**PASSAGE SHOWN**:
Both terms are used in the document. Blob is also already used in a
similar context above.


>> 
>> One use of the content filtering is to massage the content into a shape
>> that is more convenient for the platform, filesystem, and the user to use.
>> @@ -375,6 +379,54 @@ substitution.  For example:
>> ------------------------
>> 
>> 
>> +Long Running Filter Process
>> +^^^^^^^^^^^^^^^^^^^^^^^^^^^
>> +
>> +If the filter command (string value) is defined via
>> +filter.<driver>.process then Git can process all blobs with a
>> +single filter invocation for the entire life of a single Git
>> +command by talking with the following packet format (pkt-line)
>> +based protocol over standard input and standard output.
> 
> Ah, so now it is the name of command,

Correct!


> and I assume it is
> exclusive with `clean` / `smudge`, or does it only takes
> precedence based on capabilities of filter (that is if
> for example "`process`" does not include 'clean' capability,
> then `clean` filter is used, using per-file "protocol").
> Or do something different happens (like preference for
> old-style `clean` and `smudge` filters, and `process`
> used if any unset)?

The existing `single-shot` clean/smudge filter takes precedence
if they are available. The reason is that we would need to
start the `long-running` filter to figure out what capabilities
it has. On the upside I think that is the safest course of action
for existing Git installations out there.

I'll add test cases to demonstrate/ensure that behavior.


> Anyway, Git command would never (I think) run both
> "clean" and "smudge" filters.  But I might be wrong.

I think Git can invoke both filters on checkout.


> Yeah, I know this going back and forth seems like 
> bike-shedding, but designing good user-facing API
> is very, very important.

**PROVIDED DATA**:
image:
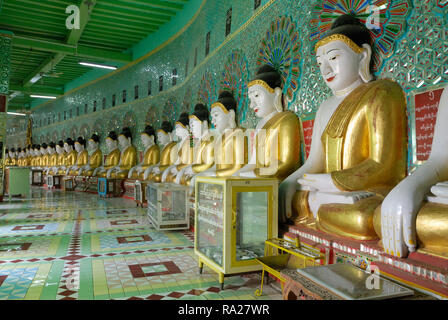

**YOUR TASKS**:
1 – In the exchange about Git's long-running filter process, which filter takes precedence when both kinds are available?
2 – Continue the exchange about Git's long-running filter process from its last line.

**TASK-BY-TASK ANSWERS**:
1 – The existing single-shot clean/smudge filter takes precedence.

2 –
I agree and I really appreciate that you sacrifice your time to think
it through!


>> +
>> +Git starts the filter on first usage and expects a welcome
>> +message, protocol version number, and filter capabilities
>> +seperated by spaces:
>> +------------------------
>> +packet:          git< git-filter-protocol
>> +packet:          git< version 2
>> +packet:          git< clean smudge
>> +------------------------
> 
> Neither of those is terminated by end of line character,
> that is, "\n", isn't it?

Correct. Will add that.

> 
>> diff --git a/convert.c b/convert.c
>> index 522e2c5..5ff200b 100644
>> --- a/convert.c
>> +++ b/convert.c
>> @@ -3,6 +3,7 @@
>> #include "run-command.h"
>> #include "quote.h"
>> #include "sigchain.h"
>> +#include "pkt-line.h"
>> 
>> /*
>>  * convert.c - convert a file when checking it out and checking it in.
>> @@ -481,11 +482,232 @@ static int apply_filter(const char *path, const char *src, size_t len, int fd,
>> 	return ret;
>> }
>> 
>> +static off_t multi_packet_read(struct strbuf *sb, const int fd, const size_t size)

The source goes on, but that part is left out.